■ GIVEN REQUEST
Copy only what runs from the line containing "Each instance receives one keypoint. Mark the terracotta" through the end of the material below, line for line, with both ends included.

■ DATA SUPPLIED
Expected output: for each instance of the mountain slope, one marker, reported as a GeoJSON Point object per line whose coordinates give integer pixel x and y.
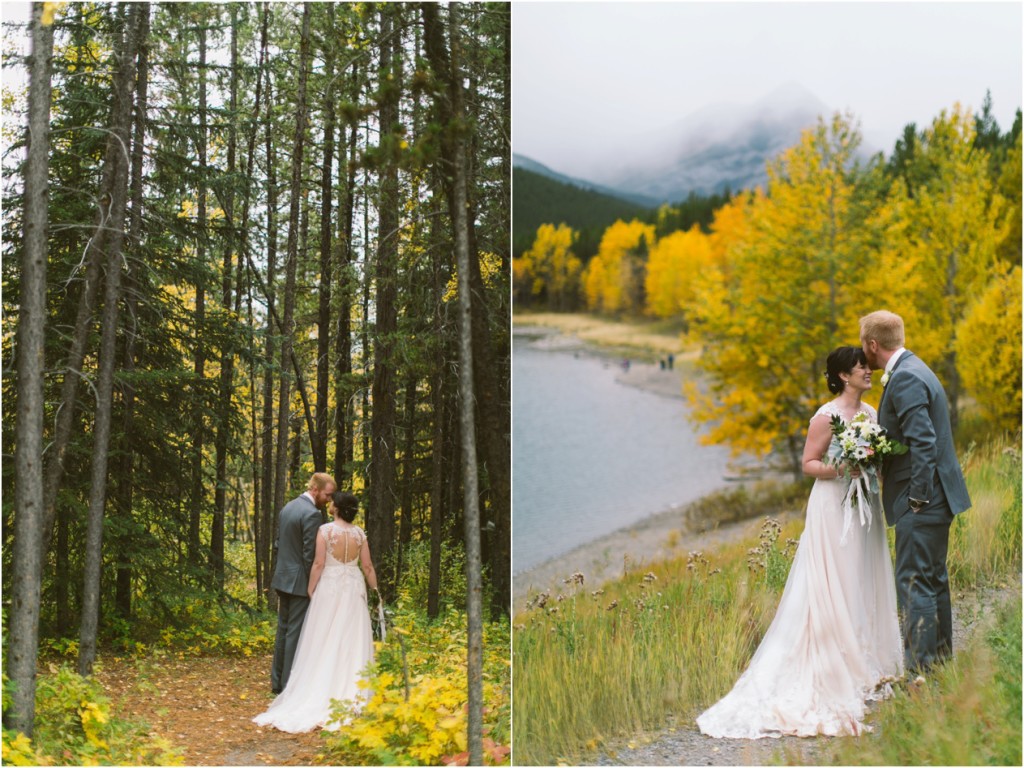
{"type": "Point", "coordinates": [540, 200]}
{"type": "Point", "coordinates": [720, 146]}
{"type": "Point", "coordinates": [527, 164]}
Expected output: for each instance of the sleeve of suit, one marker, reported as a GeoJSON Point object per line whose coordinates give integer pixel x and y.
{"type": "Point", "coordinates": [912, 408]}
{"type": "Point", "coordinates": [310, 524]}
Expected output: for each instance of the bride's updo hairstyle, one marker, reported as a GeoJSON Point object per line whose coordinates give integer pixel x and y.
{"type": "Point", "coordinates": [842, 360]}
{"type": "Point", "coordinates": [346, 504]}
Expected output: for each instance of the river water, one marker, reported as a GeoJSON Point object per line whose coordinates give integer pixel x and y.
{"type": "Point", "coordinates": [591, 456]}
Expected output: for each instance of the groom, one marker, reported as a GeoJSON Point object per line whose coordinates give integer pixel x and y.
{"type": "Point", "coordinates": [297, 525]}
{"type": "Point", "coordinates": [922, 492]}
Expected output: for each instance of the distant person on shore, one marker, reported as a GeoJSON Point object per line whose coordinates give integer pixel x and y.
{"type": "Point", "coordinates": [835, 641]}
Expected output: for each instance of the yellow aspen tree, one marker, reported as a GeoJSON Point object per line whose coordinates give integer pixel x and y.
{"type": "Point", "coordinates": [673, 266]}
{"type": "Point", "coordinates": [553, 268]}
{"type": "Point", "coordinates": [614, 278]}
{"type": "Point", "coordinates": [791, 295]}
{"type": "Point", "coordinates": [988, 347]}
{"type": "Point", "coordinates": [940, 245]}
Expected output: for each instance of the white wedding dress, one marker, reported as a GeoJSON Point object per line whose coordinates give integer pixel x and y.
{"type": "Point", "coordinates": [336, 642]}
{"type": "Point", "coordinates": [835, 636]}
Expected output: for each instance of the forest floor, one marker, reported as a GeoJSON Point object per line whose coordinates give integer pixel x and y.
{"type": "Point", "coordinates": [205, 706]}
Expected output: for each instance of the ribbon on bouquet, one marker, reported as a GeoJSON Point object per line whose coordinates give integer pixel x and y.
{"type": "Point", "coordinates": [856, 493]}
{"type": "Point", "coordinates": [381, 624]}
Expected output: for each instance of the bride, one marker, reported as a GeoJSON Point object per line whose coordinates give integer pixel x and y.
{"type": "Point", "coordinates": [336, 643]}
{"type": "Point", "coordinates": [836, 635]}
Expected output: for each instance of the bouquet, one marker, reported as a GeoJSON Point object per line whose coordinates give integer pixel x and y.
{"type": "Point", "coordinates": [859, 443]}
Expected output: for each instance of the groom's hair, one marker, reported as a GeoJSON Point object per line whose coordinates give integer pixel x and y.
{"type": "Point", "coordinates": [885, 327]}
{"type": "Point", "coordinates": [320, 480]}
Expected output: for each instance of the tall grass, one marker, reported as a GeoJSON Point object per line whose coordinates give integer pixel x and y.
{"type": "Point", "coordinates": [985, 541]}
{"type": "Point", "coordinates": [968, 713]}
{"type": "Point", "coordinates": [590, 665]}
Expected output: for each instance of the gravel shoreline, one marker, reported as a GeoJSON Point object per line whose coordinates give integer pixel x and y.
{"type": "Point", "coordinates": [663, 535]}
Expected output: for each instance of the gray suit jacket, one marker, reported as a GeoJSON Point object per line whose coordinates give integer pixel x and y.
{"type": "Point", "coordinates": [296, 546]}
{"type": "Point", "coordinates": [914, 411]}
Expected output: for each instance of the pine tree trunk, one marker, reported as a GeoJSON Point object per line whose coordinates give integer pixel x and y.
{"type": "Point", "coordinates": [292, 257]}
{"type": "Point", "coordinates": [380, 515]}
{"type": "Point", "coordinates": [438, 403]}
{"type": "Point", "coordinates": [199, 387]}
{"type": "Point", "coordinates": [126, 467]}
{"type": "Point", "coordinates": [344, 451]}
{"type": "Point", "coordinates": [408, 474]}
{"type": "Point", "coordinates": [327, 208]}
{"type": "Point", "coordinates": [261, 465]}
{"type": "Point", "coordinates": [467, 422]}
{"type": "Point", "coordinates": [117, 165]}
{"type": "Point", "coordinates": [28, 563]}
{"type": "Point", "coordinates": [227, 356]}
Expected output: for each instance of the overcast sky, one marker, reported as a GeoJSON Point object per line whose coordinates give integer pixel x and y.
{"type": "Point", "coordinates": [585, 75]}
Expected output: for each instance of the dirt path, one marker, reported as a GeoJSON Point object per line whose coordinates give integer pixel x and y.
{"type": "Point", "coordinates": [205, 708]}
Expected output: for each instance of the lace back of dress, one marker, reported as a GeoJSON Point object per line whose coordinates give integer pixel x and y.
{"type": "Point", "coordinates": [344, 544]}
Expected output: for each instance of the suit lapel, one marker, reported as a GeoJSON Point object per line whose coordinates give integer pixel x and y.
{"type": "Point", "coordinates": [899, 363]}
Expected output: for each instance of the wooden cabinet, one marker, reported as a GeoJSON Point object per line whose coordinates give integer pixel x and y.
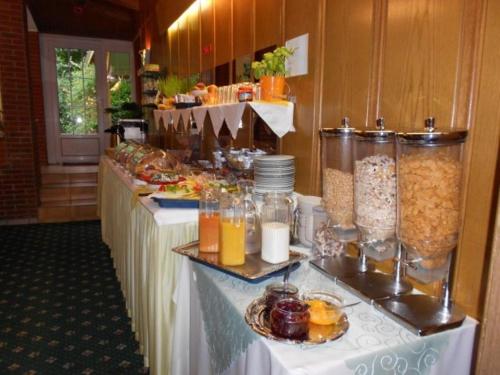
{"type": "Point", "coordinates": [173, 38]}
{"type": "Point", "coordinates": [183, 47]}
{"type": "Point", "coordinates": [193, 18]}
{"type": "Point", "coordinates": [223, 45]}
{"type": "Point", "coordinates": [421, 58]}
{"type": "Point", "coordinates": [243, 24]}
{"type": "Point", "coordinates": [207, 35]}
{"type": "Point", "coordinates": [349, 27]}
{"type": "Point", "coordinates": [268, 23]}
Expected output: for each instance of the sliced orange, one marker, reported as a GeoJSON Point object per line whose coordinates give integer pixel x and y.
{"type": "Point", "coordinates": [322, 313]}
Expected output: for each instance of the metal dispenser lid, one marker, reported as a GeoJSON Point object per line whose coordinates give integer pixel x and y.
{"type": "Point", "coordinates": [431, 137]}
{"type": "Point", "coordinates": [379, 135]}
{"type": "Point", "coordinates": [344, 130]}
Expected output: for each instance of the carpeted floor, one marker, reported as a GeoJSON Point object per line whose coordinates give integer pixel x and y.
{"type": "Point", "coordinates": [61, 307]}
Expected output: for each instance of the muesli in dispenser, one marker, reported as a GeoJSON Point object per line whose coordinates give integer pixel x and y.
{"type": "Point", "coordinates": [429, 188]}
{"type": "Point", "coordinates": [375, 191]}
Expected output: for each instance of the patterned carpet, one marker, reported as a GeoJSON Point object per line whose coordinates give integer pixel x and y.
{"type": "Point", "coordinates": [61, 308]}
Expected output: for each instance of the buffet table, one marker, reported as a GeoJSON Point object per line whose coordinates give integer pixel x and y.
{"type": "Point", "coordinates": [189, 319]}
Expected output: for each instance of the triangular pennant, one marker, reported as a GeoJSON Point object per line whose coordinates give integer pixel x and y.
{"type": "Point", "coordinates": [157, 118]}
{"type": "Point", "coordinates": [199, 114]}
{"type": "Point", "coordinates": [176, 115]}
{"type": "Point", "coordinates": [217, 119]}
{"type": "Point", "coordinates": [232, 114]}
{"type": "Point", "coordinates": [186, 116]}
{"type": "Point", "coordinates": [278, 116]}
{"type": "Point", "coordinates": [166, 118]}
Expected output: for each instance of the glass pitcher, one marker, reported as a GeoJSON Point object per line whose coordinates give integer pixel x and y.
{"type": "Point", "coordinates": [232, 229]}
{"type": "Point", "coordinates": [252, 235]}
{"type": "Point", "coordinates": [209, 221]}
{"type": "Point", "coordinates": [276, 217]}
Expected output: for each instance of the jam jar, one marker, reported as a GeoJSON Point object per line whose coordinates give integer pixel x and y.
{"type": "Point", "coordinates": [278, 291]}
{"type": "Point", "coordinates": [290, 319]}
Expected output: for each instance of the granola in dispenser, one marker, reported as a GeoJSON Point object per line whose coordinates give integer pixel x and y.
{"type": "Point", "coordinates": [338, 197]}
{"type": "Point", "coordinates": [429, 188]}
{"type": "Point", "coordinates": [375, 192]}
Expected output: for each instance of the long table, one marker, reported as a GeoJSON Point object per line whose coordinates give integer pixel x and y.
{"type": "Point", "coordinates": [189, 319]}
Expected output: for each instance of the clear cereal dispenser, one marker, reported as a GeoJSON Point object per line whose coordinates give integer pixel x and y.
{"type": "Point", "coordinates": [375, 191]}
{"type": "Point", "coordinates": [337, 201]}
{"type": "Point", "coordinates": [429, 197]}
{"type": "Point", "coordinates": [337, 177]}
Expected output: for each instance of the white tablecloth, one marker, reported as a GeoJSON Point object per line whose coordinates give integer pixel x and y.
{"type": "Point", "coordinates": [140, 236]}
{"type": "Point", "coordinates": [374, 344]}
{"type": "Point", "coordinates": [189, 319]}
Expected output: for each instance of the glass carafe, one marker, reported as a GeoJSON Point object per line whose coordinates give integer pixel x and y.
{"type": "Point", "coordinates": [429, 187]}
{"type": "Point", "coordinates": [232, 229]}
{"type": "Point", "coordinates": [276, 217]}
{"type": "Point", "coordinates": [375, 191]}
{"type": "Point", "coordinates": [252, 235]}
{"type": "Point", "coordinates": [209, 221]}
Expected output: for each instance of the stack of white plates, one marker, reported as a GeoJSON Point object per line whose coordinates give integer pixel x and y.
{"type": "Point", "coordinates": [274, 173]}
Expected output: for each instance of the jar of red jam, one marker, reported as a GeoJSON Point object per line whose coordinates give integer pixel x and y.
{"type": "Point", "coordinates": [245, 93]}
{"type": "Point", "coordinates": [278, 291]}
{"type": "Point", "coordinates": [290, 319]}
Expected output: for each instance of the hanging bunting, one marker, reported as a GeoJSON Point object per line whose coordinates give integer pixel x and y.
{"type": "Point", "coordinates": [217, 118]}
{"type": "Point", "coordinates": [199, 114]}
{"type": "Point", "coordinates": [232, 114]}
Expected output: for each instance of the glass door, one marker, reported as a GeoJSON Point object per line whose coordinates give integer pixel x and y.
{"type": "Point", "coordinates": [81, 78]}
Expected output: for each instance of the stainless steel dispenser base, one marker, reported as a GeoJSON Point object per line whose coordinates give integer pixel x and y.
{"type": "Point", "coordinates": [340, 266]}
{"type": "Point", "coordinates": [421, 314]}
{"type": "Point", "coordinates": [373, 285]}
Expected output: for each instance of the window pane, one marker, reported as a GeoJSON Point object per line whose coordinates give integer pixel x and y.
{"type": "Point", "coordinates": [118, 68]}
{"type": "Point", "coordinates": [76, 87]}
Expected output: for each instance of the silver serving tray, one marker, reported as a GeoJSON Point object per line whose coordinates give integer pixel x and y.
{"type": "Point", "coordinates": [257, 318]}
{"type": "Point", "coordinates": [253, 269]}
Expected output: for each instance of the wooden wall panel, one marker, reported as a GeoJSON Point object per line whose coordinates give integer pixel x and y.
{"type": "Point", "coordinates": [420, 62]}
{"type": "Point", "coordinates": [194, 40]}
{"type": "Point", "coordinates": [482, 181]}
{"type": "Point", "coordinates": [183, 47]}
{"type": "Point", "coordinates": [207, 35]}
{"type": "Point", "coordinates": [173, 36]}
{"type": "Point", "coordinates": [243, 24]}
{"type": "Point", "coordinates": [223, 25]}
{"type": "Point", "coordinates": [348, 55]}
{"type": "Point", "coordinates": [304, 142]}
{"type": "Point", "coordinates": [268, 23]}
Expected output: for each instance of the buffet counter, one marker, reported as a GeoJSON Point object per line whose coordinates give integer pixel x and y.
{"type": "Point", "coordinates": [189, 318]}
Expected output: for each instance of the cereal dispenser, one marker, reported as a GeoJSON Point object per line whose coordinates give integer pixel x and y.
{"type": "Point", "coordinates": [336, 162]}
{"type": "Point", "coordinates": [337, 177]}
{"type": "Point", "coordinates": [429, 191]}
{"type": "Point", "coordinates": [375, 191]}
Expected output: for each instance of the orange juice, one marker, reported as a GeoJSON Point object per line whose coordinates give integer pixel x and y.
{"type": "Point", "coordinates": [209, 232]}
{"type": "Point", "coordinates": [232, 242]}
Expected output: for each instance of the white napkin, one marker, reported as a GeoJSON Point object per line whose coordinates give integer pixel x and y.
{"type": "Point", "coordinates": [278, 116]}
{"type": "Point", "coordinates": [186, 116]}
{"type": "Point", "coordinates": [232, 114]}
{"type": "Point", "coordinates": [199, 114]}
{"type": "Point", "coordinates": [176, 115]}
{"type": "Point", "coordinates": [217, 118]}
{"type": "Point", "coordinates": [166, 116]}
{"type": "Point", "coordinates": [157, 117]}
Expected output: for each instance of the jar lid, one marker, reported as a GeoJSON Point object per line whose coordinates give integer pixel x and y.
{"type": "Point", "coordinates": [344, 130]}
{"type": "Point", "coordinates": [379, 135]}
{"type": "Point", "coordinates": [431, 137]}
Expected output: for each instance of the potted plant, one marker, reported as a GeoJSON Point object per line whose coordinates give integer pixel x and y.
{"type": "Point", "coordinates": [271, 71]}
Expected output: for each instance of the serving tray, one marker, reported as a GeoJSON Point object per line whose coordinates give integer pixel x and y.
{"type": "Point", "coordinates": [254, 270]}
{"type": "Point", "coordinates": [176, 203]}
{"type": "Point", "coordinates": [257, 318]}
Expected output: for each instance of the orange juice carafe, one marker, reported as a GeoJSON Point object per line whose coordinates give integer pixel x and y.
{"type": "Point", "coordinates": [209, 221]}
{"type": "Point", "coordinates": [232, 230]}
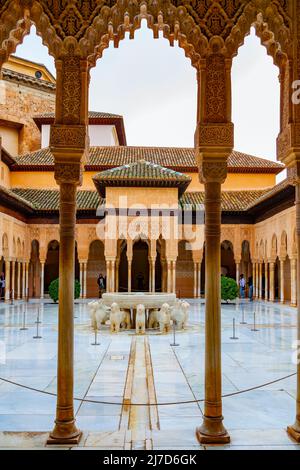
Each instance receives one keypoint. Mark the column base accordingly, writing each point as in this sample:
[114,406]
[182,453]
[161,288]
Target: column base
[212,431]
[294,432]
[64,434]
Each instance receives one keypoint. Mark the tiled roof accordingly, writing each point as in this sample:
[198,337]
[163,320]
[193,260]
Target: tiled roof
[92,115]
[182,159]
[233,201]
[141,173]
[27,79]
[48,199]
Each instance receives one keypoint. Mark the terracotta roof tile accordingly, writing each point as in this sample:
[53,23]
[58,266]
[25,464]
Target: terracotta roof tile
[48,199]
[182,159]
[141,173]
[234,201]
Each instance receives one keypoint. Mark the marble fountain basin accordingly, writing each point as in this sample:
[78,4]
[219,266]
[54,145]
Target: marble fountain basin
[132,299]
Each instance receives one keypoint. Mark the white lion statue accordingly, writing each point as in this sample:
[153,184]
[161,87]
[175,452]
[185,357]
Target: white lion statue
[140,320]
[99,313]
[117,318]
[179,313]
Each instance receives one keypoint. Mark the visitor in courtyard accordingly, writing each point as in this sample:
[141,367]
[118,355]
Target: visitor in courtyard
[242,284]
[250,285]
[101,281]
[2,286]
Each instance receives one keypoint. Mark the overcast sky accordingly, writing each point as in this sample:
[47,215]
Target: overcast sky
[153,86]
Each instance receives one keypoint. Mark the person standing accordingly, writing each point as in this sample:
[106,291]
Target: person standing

■ WORKED SOLUTION
Each instance receives one keypoint. Mark the terracotta roof tile accordingly, writing each point as in this sample:
[53,23]
[58,266]
[25,464]
Target: terracotta roof tile
[48,199]
[182,159]
[141,173]
[234,201]
Each instance receives one keypoint. Mark the marble fountain basin accordingly, writing each point as in this sample:
[78,4]
[219,266]
[54,145]
Target: marble fountain basin
[132,299]
Each instance receives one keypoint. Mark the white lion statue accordingly, writing each point as in this sample:
[153,184]
[161,87]
[175,452]
[185,357]
Target: white lion statue
[140,320]
[99,313]
[117,318]
[179,313]
Each instance receives one keypoint. Mark the visitor in courtyard accordingly, writing each point as in this sample:
[141,367]
[118,355]
Target: visitor in courtyard
[242,284]
[250,285]
[101,281]
[2,286]
Each instance receives one keypoint. Mark the overcast sky accordingly, writing each point as in this sample:
[47,215]
Target: overcast sky
[153,86]
Each instance receives one keypoint. Mark the person standing accordingly, writing each point as in this sample:
[106,291]
Target: person standing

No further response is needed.